◆ **Requirement**: Set down exactly the lines from the one containing "the wood grain" through the end of the records below, both included, and nothing else.

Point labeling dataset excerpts
++++++++++

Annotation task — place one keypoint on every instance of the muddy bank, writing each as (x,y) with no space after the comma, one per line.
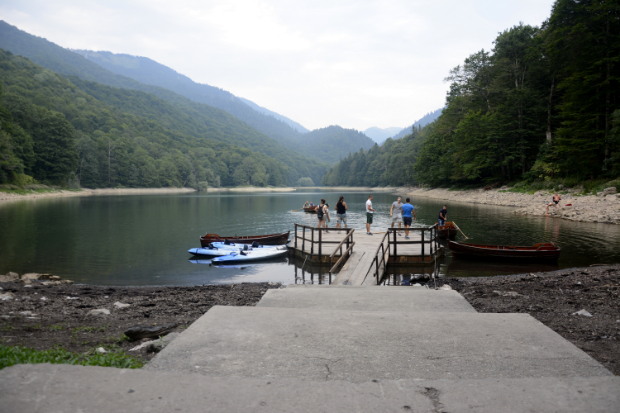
(553,298)
(6,196)
(43,317)
(584,208)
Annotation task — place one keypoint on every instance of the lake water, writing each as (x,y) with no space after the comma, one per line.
(143,239)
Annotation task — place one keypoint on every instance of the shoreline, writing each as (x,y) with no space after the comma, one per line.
(584,208)
(44,316)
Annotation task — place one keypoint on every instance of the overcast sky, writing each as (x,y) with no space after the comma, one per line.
(350,63)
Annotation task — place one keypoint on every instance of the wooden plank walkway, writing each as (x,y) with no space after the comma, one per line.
(359,268)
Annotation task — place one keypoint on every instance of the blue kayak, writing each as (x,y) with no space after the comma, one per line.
(252,254)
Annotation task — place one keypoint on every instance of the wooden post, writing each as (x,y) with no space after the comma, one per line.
(423,229)
(395,250)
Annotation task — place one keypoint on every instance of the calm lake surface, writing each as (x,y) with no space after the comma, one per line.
(143,239)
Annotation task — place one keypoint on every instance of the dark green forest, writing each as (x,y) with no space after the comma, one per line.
(543,104)
(57,130)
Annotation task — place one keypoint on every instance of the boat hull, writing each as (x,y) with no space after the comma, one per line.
(269,239)
(251,255)
(539,252)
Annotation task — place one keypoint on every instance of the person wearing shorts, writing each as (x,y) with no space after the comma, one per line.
(396,212)
(369,212)
(554,202)
(320,213)
(341,212)
(443,213)
(408,210)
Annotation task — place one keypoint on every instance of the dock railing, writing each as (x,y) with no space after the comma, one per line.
(390,242)
(301,239)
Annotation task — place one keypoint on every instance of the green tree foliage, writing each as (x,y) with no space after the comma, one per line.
(108,137)
(544,102)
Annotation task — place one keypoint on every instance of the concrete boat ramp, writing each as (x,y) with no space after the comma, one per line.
(337,349)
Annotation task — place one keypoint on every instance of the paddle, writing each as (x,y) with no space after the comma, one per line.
(457,227)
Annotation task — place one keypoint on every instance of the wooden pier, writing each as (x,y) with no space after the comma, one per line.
(363,259)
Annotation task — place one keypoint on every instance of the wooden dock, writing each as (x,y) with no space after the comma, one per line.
(363,259)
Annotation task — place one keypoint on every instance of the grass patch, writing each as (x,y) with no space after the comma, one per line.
(11,355)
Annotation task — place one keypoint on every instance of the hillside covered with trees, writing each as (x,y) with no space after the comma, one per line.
(57,129)
(543,104)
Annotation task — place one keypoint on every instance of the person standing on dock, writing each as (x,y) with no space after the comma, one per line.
(320,214)
(396,212)
(369,212)
(327,218)
(341,212)
(554,202)
(408,210)
(443,213)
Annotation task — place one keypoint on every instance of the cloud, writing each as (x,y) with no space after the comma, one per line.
(355,63)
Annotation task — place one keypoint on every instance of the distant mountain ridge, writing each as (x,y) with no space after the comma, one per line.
(148,71)
(423,121)
(380,135)
(333,143)
(298,127)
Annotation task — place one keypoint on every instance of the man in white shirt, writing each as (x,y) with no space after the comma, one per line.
(396,212)
(369,212)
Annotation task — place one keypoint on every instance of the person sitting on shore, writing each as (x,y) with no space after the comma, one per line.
(554,202)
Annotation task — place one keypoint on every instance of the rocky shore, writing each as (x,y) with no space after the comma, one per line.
(38,314)
(604,207)
(580,304)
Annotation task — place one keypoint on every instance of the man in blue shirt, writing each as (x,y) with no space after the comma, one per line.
(408,209)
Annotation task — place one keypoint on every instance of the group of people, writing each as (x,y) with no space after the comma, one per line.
(401,214)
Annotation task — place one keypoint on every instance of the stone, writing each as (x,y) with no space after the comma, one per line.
(119,305)
(155,346)
(583,313)
(10,276)
(36,276)
(99,311)
(139,332)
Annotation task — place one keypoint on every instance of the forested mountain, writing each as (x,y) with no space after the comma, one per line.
(234,132)
(389,164)
(543,104)
(423,121)
(332,143)
(150,72)
(57,129)
(380,135)
(297,126)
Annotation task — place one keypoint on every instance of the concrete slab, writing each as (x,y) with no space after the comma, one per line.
(362,298)
(360,346)
(62,388)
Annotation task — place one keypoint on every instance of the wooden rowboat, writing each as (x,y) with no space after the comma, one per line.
(538,252)
(269,239)
(447,231)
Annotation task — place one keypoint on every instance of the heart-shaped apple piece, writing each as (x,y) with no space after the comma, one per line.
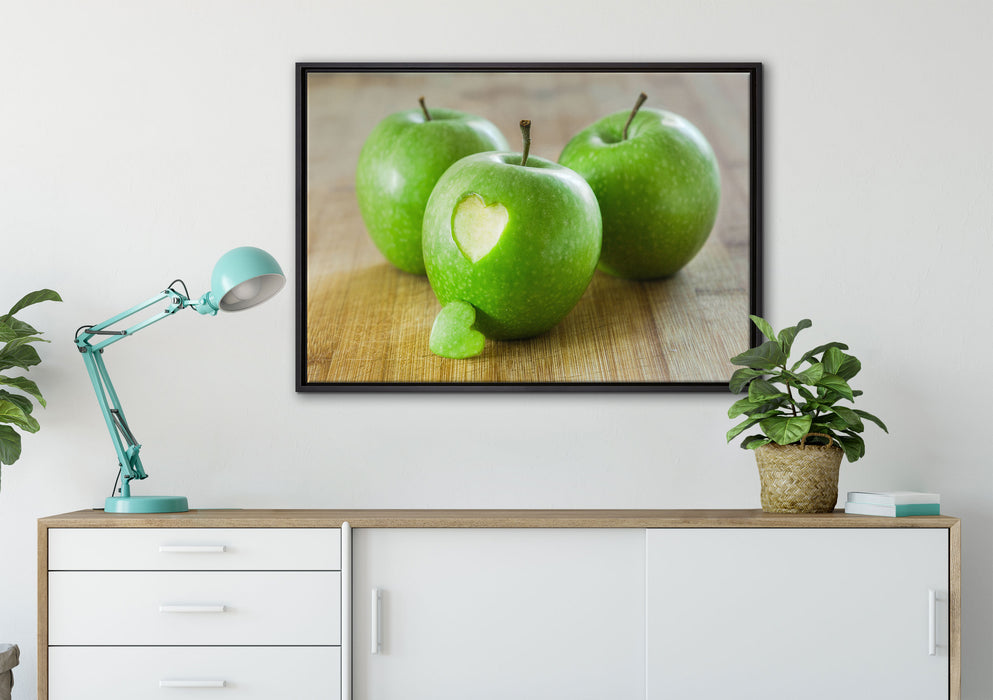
(477,226)
(453,335)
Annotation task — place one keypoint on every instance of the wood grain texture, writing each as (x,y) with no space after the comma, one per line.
(380,518)
(369,323)
(502,518)
(42,611)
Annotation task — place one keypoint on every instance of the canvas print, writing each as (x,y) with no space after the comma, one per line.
(526,226)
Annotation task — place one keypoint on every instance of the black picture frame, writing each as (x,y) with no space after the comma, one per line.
(338,104)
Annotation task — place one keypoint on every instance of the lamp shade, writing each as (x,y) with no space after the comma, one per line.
(244,277)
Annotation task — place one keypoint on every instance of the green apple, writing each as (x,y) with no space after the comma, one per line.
(400,162)
(658,185)
(515,238)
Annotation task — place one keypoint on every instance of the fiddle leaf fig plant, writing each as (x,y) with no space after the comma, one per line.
(16,352)
(806,398)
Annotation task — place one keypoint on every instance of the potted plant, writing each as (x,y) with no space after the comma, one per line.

++++++++++

◆ **Answer to this problem**:
Annotation task — place one keypoint on every instance of the wood grain texture, writing each as (x,y) with no space after the comma, one per line.
(380,518)
(369,323)
(502,518)
(42,611)
Annotation task — place one keypoint on every instance of the canvas print, writing each as (x,y) with no space after the comma, one per line.
(526,226)
Annotation task — place one keypoint on every instance of the black picture frame, writing each as (x,y) with no space after the comma, one per line.
(338,104)
Annotation task — place one keypoint on every instance of the lamp shade, writing each as (x,y) with no space after the comma, one per line.
(244,277)
Annotation task — place one keypoint on every instance of the green apple, writing each as (x,y) with no space after the comma, one per line.
(400,162)
(658,185)
(515,238)
Annotation task — place one keypoint on every instance of the fiddle leaf fig plant, writing each as (x,y) with no space after the comma, one per line.
(16,352)
(806,398)
Annotation task — place one keypoint on every instance of the potted plant, writing each as (x,y) with no space after the comma, one per line.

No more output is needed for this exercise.